Referring expression data:
......
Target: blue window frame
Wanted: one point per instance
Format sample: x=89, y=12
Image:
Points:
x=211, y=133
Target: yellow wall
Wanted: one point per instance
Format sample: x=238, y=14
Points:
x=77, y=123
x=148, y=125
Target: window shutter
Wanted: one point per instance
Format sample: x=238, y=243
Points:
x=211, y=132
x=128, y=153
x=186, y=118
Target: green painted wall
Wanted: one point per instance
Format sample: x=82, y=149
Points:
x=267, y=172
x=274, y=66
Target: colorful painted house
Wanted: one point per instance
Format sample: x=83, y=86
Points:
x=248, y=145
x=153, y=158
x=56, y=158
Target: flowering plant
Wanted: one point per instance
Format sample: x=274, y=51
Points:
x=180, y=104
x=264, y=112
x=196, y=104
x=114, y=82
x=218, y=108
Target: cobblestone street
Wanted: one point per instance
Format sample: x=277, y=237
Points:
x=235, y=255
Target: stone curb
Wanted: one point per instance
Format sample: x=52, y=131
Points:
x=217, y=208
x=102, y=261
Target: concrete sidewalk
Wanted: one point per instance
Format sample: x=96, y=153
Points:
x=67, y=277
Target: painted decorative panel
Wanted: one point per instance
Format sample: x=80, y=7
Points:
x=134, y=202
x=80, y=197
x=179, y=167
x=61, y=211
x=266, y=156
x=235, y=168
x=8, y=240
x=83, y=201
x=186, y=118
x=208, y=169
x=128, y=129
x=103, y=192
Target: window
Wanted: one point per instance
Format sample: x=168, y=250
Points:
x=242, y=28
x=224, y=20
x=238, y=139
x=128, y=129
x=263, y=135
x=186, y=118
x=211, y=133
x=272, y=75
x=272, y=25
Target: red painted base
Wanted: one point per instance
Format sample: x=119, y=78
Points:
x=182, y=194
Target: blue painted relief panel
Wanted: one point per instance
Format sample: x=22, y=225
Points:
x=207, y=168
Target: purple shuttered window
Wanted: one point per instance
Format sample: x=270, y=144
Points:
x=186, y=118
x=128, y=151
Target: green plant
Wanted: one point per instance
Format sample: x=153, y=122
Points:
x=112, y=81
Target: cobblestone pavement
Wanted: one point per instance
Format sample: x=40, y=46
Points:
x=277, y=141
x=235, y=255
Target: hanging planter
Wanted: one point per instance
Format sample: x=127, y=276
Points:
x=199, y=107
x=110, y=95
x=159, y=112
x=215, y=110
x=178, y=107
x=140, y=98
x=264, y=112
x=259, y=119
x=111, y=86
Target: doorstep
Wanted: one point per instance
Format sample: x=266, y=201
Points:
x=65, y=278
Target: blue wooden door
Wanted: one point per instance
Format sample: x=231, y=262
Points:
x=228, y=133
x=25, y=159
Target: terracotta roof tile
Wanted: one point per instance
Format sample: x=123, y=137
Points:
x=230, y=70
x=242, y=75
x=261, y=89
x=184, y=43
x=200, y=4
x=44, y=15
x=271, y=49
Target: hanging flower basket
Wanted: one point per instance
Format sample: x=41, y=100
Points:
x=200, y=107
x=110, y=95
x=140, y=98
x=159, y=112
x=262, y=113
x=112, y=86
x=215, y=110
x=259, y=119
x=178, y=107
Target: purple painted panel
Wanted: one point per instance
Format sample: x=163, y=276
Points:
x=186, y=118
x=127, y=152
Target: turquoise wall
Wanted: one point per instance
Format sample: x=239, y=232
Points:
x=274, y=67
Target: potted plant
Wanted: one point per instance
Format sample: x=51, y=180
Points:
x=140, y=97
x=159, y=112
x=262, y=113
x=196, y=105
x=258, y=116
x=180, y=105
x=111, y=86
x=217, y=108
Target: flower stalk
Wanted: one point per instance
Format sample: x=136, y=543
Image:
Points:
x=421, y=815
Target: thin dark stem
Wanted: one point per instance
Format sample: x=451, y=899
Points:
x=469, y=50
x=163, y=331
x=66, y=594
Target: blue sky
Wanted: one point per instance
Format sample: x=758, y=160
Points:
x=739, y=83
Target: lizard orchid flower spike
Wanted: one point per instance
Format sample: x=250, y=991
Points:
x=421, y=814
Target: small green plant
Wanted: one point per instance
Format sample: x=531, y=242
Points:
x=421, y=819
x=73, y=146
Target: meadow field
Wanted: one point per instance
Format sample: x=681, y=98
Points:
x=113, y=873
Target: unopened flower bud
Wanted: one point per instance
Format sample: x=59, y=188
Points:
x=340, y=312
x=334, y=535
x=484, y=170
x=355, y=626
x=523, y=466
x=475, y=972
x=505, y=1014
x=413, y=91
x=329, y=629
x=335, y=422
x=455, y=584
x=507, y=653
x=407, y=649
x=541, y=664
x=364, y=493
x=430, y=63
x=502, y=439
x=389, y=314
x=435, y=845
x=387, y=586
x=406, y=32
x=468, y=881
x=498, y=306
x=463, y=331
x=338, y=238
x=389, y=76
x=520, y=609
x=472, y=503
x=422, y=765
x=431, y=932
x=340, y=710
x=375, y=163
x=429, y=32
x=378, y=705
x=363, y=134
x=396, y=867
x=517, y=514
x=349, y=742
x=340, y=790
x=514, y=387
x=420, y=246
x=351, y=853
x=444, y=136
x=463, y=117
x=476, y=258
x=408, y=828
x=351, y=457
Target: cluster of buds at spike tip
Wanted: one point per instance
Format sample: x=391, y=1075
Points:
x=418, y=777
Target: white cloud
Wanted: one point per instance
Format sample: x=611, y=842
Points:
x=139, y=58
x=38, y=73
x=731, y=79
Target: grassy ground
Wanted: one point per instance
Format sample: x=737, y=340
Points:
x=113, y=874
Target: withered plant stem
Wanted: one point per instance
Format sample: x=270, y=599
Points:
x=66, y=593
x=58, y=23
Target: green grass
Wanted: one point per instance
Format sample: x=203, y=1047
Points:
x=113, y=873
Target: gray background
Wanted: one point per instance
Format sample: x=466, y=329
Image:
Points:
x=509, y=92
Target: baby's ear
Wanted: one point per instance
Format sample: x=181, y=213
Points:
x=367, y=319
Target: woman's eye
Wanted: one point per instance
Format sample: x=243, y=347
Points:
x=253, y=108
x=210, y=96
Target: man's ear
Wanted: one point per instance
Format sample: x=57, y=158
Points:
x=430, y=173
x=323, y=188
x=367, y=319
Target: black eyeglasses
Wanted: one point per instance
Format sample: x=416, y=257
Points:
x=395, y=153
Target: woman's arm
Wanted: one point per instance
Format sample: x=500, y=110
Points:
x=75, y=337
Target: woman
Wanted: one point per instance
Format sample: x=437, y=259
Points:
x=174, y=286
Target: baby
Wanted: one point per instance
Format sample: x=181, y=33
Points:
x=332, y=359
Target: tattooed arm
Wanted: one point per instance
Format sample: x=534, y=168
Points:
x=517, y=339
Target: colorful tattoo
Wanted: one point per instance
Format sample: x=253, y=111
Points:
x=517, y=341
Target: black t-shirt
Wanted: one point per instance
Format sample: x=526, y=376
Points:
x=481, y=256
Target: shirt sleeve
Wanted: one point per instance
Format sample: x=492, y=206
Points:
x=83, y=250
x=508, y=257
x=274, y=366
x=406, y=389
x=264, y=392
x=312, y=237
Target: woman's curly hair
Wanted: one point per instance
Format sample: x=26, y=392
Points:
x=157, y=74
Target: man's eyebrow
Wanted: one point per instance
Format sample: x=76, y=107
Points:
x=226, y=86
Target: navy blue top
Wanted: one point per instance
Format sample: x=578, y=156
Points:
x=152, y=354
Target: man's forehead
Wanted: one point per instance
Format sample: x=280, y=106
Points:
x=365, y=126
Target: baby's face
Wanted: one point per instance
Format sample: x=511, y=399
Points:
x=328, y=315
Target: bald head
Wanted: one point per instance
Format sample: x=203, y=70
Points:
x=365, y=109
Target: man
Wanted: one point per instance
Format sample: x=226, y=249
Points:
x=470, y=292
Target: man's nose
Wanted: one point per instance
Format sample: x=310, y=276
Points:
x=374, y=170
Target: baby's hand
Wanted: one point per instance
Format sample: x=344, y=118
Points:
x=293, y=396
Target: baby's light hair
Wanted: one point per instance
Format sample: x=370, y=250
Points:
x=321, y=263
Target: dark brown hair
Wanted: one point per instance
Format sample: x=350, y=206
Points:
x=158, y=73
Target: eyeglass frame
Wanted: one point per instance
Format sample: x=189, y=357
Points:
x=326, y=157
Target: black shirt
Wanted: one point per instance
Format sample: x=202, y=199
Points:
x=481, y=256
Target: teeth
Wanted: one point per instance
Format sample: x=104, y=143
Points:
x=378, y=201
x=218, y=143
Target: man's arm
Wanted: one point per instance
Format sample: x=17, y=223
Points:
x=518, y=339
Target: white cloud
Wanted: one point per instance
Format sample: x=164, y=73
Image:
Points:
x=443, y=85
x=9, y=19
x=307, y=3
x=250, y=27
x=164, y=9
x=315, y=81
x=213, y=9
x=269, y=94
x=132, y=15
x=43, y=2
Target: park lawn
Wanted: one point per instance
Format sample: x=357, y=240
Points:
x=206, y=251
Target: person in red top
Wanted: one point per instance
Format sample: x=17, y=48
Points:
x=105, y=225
......
> [DIRECTIONS]: Which lines hold the string "hanging"? Copy all of them from the data above.

> [COMPLETED TASK]:
Target: hanging planter
Target: hanging flower basket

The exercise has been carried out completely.